**Given exercise**
Can you copy out, unchanged, the lines that start with the one containing "Locate every quarterback" and end with the one containing "30, 79, 52, 105", with both of those lines included?

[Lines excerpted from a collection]
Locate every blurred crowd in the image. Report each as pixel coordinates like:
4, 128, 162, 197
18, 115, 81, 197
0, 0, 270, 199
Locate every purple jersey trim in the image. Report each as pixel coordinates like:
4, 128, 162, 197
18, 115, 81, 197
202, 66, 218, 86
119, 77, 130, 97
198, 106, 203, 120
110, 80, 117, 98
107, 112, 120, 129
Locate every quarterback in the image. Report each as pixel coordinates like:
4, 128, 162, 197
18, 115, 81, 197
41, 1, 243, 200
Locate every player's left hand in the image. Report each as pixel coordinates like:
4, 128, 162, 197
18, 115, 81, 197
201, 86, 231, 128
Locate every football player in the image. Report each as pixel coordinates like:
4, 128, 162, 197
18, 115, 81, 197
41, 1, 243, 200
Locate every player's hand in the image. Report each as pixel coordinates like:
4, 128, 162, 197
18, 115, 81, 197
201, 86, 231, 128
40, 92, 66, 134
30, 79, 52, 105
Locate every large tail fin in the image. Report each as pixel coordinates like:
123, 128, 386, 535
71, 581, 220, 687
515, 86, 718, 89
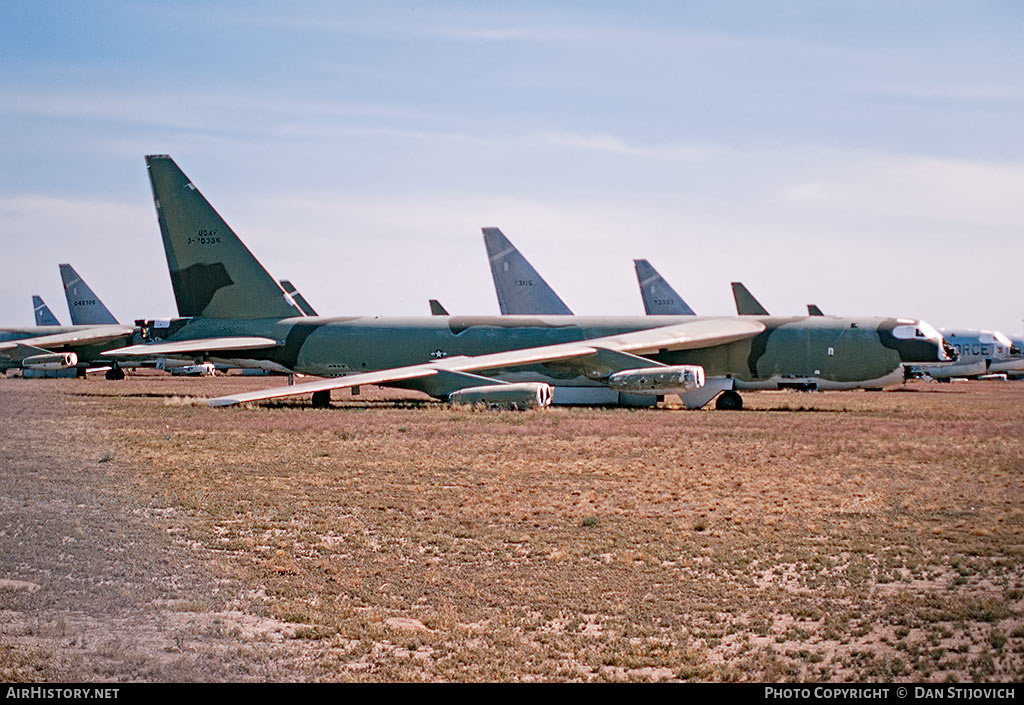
483, 227, 572, 316
59, 264, 118, 326
32, 295, 60, 326
732, 282, 768, 316
633, 259, 694, 316
278, 279, 317, 316
145, 155, 301, 319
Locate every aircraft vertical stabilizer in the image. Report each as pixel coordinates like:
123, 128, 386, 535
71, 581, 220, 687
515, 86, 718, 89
145, 155, 301, 319
32, 295, 60, 326
59, 264, 118, 326
483, 227, 572, 316
732, 282, 768, 316
633, 259, 694, 316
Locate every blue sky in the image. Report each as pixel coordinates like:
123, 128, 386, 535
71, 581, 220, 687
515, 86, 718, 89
0, 0, 1024, 334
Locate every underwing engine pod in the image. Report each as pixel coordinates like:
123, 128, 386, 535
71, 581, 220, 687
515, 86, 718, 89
449, 382, 551, 410
608, 365, 705, 395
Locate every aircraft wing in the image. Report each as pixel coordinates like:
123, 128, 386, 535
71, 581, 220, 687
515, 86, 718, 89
0, 326, 135, 351
209, 319, 765, 407
103, 336, 281, 358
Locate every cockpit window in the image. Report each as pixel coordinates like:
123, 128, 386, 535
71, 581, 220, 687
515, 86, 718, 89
893, 321, 942, 340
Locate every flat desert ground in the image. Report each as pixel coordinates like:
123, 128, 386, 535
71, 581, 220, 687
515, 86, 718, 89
0, 376, 1024, 681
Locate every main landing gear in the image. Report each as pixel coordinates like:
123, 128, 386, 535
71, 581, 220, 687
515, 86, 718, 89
715, 389, 743, 411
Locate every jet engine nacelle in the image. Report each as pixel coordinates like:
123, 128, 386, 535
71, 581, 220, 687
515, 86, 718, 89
608, 365, 703, 393
165, 363, 217, 377
449, 382, 551, 409
22, 353, 78, 370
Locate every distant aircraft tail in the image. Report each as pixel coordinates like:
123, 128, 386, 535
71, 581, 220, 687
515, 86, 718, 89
278, 279, 316, 316
145, 155, 301, 319
32, 296, 60, 326
732, 282, 768, 316
59, 264, 118, 326
483, 227, 572, 316
633, 259, 694, 316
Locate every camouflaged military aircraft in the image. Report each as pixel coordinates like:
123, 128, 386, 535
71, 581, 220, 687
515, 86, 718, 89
913, 328, 1024, 382
633, 259, 696, 316
0, 325, 135, 378
482, 227, 572, 316
32, 294, 60, 326
99, 156, 951, 409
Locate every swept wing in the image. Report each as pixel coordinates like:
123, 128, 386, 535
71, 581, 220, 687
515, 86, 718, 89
209, 319, 765, 406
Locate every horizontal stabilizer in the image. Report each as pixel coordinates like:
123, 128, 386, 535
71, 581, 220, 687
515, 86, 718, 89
0, 326, 135, 350
732, 282, 768, 316
278, 279, 316, 316
103, 336, 281, 358
0, 342, 57, 363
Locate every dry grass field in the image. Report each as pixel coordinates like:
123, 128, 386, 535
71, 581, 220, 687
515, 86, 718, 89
0, 376, 1024, 680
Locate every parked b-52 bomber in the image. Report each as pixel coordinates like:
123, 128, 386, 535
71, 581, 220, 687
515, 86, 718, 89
92, 156, 951, 409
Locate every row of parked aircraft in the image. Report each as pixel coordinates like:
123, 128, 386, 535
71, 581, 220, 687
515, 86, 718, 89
0, 155, 1024, 409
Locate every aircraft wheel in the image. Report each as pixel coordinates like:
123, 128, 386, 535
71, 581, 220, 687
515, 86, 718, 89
715, 389, 743, 411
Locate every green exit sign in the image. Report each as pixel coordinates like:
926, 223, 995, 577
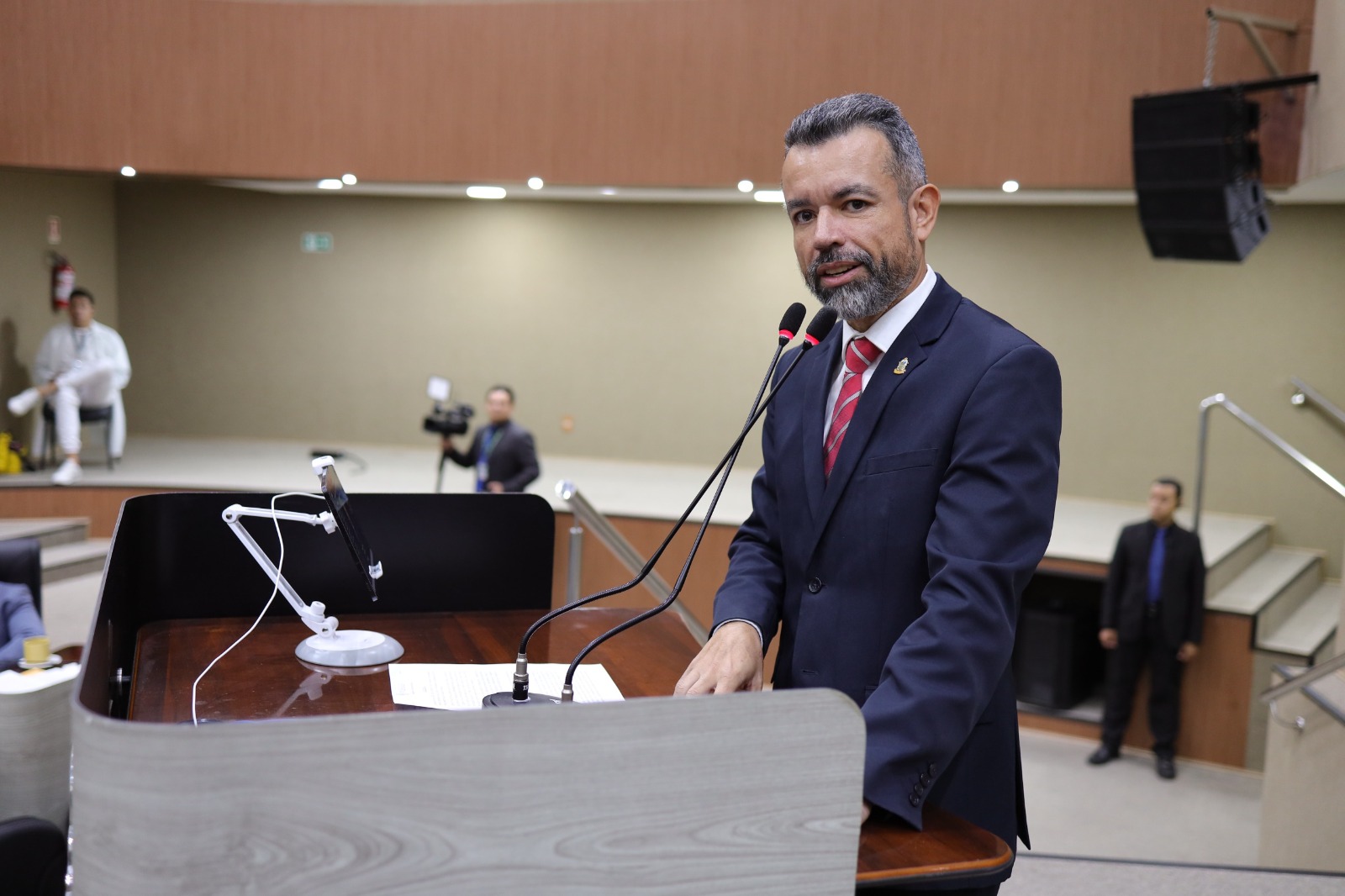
303, 233, 332, 251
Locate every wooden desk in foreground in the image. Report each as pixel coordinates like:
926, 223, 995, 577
130, 609, 1013, 888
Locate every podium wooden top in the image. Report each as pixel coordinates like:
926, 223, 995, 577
129, 608, 1013, 889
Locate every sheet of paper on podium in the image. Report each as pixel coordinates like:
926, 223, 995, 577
388, 663, 624, 709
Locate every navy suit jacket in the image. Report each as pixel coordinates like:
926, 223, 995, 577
1101, 522, 1205, 650
444, 419, 542, 491
715, 277, 1060, 845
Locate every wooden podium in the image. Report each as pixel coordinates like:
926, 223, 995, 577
71, 495, 1011, 896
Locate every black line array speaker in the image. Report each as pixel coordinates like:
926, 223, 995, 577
1131, 89, 1269, 261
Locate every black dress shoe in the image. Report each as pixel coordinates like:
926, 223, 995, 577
1088, 746, 1121, 766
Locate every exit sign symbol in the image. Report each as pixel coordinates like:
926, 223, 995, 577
303, 233, 332, 251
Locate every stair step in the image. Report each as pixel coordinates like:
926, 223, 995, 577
1205, 547, 1322, 613
42, 538, 112, 591
0, 517, 89, 549
1256, 581, 1342, 661
1201, 519, 1273, 594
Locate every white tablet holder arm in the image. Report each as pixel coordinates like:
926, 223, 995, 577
222, 504, 404, 667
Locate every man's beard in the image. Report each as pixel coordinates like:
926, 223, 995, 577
804, 240, 917, 320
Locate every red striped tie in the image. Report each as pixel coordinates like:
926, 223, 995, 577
822, 336, 883, 477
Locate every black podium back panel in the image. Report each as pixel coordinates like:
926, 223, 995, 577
79, 493, 556, 719
103, 493, 556, 625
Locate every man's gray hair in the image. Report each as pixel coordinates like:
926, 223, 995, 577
784, 92, 926, 199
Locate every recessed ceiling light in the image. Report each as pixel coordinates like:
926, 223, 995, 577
467, 187, 509, 199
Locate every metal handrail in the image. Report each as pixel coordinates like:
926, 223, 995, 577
556, 479, 710, 645
1190, 393, 1345, 533
1260, 654, 1345, 704
1289, 377, 1345, 426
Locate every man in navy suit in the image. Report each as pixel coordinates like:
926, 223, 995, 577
677, 94, 1060, 893
1088, 479, 1205, 780
444, 386, 542, 493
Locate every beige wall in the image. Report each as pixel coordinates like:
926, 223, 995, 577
117, 182, 1345, 571
0, 170, 119, 440
1298, 0, 1345, 180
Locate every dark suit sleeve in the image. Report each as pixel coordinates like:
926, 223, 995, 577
444, 430, 484, 466
502, 428, 542, 491
862, 345, 1061, 827
1182, 533, 1205, 645
1100, 529, 1130, 628
0, 582, 45, 666
715, 373, 785, 654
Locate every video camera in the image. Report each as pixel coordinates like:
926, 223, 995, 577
421, 377, 476, 436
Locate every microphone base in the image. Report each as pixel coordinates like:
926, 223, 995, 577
482, 690, 561, 709
294, 628, 406, 668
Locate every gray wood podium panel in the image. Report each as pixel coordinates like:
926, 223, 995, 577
72, 690, 863, 896
0, 678, 76, 818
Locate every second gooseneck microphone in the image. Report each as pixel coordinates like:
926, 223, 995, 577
561, 308, 836, 704
482, 302, 817, 706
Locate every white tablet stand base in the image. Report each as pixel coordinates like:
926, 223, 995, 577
224, 504, 405, 667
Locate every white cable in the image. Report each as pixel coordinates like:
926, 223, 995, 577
191, 491, 323, 726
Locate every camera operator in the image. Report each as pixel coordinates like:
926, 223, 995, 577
444, 386, 541, 493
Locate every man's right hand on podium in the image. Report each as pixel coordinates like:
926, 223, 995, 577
672, 620, 762, 697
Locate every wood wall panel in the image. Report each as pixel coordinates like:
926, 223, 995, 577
0, 0, 1314, 188
1126, 612, 1259, 768
0, 486, 184, 538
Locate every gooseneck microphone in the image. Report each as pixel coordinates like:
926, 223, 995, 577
482, 302, 816, 706
561, 308, 836, 704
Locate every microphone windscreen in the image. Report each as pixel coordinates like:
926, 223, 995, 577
804, 308, 836, 345
780, 302, 807, 342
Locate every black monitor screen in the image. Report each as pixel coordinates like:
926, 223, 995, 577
314, 459, 383, 600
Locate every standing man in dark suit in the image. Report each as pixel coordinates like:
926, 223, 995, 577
677, 94, 1060, 893
1088, 479, 1205, 780
444, 386, 542, 493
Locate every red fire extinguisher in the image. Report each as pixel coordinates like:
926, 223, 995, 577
51, 253, 76, 311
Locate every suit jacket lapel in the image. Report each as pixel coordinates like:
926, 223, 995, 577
810, 277, 962, 547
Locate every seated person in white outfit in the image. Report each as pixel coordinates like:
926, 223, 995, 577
9, 289, 130, 486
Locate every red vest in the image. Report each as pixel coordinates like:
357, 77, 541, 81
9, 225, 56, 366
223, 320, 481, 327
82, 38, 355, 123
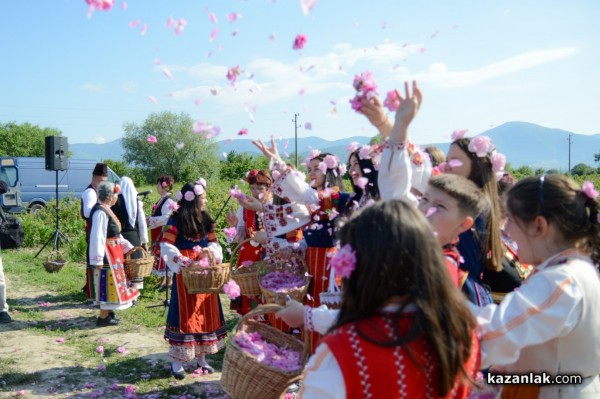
321, 313, 480, 399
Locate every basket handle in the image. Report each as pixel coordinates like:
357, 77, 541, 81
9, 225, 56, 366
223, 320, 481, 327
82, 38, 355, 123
125, 247, 148, 260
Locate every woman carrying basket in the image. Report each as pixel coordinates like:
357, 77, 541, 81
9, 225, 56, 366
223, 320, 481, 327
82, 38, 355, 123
88, 182, 140, 327
160, 178, 227, 379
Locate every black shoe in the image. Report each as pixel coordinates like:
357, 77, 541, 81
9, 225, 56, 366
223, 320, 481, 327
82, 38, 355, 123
171, 366, 185, 380
96, 316, 121, 327
0, 312, 12, 324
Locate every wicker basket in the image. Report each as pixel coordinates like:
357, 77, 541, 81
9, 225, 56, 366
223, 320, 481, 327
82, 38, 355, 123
258, 255, 310, 306
181, 251, 231, 294
44, 251, 67, 273
221, 305, 308, 399
230, 239, 263, 296
123, 247, 154, 280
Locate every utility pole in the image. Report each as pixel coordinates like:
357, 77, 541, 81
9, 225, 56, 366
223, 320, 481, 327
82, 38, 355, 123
567, 133, 573, 174
292, 114, 300, 169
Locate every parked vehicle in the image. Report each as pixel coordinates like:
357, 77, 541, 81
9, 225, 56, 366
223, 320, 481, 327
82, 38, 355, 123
0, 157, 119, 212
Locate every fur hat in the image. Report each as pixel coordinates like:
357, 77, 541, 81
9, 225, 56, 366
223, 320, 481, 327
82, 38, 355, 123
92, 162, 108, 177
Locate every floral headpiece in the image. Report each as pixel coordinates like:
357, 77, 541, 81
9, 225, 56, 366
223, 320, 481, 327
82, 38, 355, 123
329, 244, 356, 278
175, 177, 206, 202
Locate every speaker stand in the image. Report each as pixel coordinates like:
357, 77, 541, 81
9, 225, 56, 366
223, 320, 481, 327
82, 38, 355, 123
34, 170, 69, 258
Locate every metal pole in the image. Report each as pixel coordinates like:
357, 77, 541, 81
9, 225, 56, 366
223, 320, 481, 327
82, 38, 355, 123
293, 114, 300, 169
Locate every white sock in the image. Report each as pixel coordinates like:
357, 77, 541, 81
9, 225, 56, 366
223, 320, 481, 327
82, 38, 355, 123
171, 360, 184, 373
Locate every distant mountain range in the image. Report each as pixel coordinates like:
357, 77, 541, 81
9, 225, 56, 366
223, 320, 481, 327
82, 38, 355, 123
69, 122, 600, 171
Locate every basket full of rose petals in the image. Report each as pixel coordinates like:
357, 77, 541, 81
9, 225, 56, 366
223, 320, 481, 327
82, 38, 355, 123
221, 305, 306, 399
181, 247, 231, 294
230, 239, 262, 296
258, 255, 310, 306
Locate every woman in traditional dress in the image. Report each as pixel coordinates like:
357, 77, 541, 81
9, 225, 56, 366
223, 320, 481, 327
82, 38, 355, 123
147, 176, 177, 291
160, 179, 227, 379
88, 182, 139, 327
112, 176, 148, 289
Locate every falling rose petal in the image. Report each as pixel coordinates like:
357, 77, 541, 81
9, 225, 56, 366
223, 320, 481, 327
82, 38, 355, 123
208, 26, 219, 42
300, 0, 317, 15
425, 206, 437, 218
448, 159, 463, 168
163, 68, 173, 80
356, 177, 369, 190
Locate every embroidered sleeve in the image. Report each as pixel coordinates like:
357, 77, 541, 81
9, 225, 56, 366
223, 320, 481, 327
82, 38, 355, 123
81, 188, 98, 219
377, 143, 417, 206
469, 270, 583, 368
300, 344, 346, 399
161, 223, 177, 245
89, 210, 108, 266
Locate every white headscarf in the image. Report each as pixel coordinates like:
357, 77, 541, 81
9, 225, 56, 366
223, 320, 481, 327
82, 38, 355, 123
119, 176, 138, 227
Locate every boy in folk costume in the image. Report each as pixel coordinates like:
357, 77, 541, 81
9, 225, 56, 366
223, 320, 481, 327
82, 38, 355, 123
80, 162, 108, 300
88, 182, 140, 327
147, 176, 177, 292
160, 179, 227, 379
227, 169, 273, 316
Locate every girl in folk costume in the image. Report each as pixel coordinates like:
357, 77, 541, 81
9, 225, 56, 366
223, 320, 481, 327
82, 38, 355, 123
112, 176, 148, 289
147, 176, 177, 291
227, 169, 273, 316
88, 182, 139, 327
471, 175, 600, 399
445, 134, 510, 306
300, 200, 479, 399
160, 178, 227, 379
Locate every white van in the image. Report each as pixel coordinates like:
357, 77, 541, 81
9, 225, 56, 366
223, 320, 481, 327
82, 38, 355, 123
0, 157, 119, 212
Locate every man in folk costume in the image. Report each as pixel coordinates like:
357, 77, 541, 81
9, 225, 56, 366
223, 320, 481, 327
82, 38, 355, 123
227, 169, 273, 316
160, 179, 227, 379
147, 176, 177, 292
88, 182, 140, 327
112, 176, 148, 289
80, 162, 108, 300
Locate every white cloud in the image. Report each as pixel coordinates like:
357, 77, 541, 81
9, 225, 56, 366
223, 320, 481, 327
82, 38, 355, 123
411, 47, 577, 88
79, 83, 106, 93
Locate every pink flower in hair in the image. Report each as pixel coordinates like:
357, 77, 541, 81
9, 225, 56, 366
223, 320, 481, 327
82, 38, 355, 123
183, 191, 196, 201
492, 152, 506, 173
450, 129, 469, 142
358, 144, 371, 159
223, 280, 240, 299
469, 136, 492, 158
383, 90, 400, 112
329, 244, 356, 278
581, 180, 598, 200
323, 155, 338, 169
346, 141, 358, 152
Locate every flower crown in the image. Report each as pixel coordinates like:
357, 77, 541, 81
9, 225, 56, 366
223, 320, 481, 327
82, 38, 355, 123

**Result below**
Locate every quarterback in the image. Report each as pixel coordinates like:
4, 128, 162, 197
18, 115, 81, 197
41, 1, 243, 200
Locate every player's left hand in the image. Report each as pixel coordinates like:
4, 128, 162, 197
18, 115, 81, 197
201, 86, 231, 128
Locate every football player in the image. Report each as pixel coordinates like:
4, 128, 162, 197
18, 115, 81, 197
41, 1, 243, 200
Locate every player's hand in the image. Report each as pixel coordinates like:
4, 128, 162, 197
18, 115, 81, 197
201, 86, 231, 128
40, 92, 66, 134
30, 79, 52, 105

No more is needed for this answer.